→ WORK REQUIRED:
Every record that follows must be set down word for word.

→ DATASET ENTRIES:
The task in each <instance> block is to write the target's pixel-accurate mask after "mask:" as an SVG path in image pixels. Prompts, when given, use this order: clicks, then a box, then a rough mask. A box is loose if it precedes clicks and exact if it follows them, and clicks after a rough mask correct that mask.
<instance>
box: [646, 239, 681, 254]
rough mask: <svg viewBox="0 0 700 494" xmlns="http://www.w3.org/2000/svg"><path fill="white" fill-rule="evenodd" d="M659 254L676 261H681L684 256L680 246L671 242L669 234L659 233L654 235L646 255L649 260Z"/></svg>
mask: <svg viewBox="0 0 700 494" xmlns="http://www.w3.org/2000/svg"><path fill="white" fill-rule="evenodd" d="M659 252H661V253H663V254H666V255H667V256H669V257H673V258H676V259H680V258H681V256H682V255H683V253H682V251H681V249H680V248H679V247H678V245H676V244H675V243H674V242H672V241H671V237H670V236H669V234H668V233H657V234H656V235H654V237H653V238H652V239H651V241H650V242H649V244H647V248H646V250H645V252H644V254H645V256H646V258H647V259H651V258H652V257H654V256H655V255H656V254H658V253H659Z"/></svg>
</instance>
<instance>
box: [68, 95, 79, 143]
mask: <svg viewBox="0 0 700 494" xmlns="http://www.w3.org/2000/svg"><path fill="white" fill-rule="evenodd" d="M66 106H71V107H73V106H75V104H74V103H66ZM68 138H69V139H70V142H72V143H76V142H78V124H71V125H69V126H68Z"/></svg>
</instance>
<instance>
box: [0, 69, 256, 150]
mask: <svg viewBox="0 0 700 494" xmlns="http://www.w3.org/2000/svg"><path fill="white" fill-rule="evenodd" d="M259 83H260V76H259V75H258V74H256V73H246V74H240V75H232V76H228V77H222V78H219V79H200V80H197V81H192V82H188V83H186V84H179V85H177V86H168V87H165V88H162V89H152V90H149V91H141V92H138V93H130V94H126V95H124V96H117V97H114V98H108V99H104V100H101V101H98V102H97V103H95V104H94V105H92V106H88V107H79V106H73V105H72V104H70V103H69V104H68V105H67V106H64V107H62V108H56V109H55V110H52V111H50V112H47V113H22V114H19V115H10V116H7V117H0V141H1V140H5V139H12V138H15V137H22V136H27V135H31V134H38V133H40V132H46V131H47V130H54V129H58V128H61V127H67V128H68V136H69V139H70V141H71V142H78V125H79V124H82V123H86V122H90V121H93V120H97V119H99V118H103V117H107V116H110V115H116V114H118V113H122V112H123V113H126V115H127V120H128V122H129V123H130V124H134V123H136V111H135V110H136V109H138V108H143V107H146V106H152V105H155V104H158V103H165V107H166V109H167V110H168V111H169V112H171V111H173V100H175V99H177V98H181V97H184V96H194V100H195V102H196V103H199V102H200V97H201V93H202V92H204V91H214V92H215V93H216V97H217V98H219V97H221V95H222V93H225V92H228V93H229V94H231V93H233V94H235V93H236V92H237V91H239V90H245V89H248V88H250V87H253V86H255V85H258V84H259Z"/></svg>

→ SOLUTION FOR THIS PROBLEM:
The task in each <instance> block is to write the target's pixel-accurate mask after "mask:" as an SVG path in image pixels. Prompts, when given, use this order: clicks, then a box, then a rough mask. A box is loose if it precedes clicks and exact if it follows them, and clicks after a rough mask correct that mask.
<instance>
box: [646, 239, 681, 254]
rough mask: <svg viewBox="0 0 700 494" xmlns="http://www.w3.org/2000/svg"><path fill="white" fill-rule="evenodd" d="M659 254L676 261H681L684 256L680 246L671 242L669 234L659 233L654 235L646 255L649 260Z"/></svg>
mask: <svg viewBox="0 0 700 494" xmlns="http://www.w3.org/2000/svg"><path fill="white" fill-rule="evenodd" d="M659 252H661V253H663V254H666V255H667V256H669V257H673V258H676V259H680V258H681V256H682V255H683V253H682V251H681V249H680V248H679V247H678V245H676V244H675V243H674V242H672V241H671V237H670V236H669V234H668V233H657V234H656V235H654V237H653V238H652V239H651V241H650V242H649V244H647V248H646V250H645V252H644V254H645V256H646V258H647V259H651V258H652V257H654V256H655V255H656V254H658V253H659Z"/></svg>
</instance>
<instance>
box: [68, 95, 79, 143]
mask: <svg viewBox="0 0 700 494" xmlns="http://www.w3.org/2000/svg"><path fill="white" fill-rule="evenodd" d="M66 106H71V107H73V106H75V104H74V103H66ZM68 138H69V139H70V142H72V143H76V142H78V124H71V125H69V126H68Z"/></svg>
</instance>
<instance>
box: [0, 69, 256, 150]
mask: <svg viewBox="0 0 700 494" xmlns="http://www.w3.org/2000/svg"><path fill="white" fill-rule="evenodd" d="M259 83H260V76H259V75H258V74H256V73H246V74H240V75H232V76H228V77H222V78H219V79H200V80H197V81H192V82H188V83H186V84H179V85H177V86H168V87H165V88H162V89H152V90H149V91H141V92H138V93H130V94H126V95H124V96H117V97H114V98H108V99H104V100H101V101H98V102H97V103H95V104H94V105H92V106H88V107H79V106H73V105H72V104H70V103H69V104H68V105H67V106H64V107H62V108H56V109H55V110H52V111H50V112H47V113H22V114H19V115H10V116H7V117H0V141H1V140H5V139H12V138H15V137H22V136H27V135H31V134H38V133H40V132H46V131H47V130H54V129H58V128H61V127H67V128H68V136H69V139H70V141H71V142H78V125H79V124H82V123H86V122H90V121H93V120H97V119H99V118H103V117H107V116H110V115H116V114H118V113H122V112H123V113H126V115H127V120H128V122H129V123H130V124H134V123H136V111H135V110H136V109H138V108H143V107H146V106H152V105H155V104H158V103H165V107H166V109H167V110H168V111H169V112H171V111H173V100H175V99H177V98H181V97H184V96H194V100H195V102H196V103H199V102H200V97H201V93H202V92H204V91H214V92H215V93H216V97H217V98H219V97H221V95H222V93H225V92H228V93H229V94H231V93H233V94H235V93H236V92H237V91H239V90H245V89H248V88H250V87H253V86H255V85H258V84H259Z"/></svg>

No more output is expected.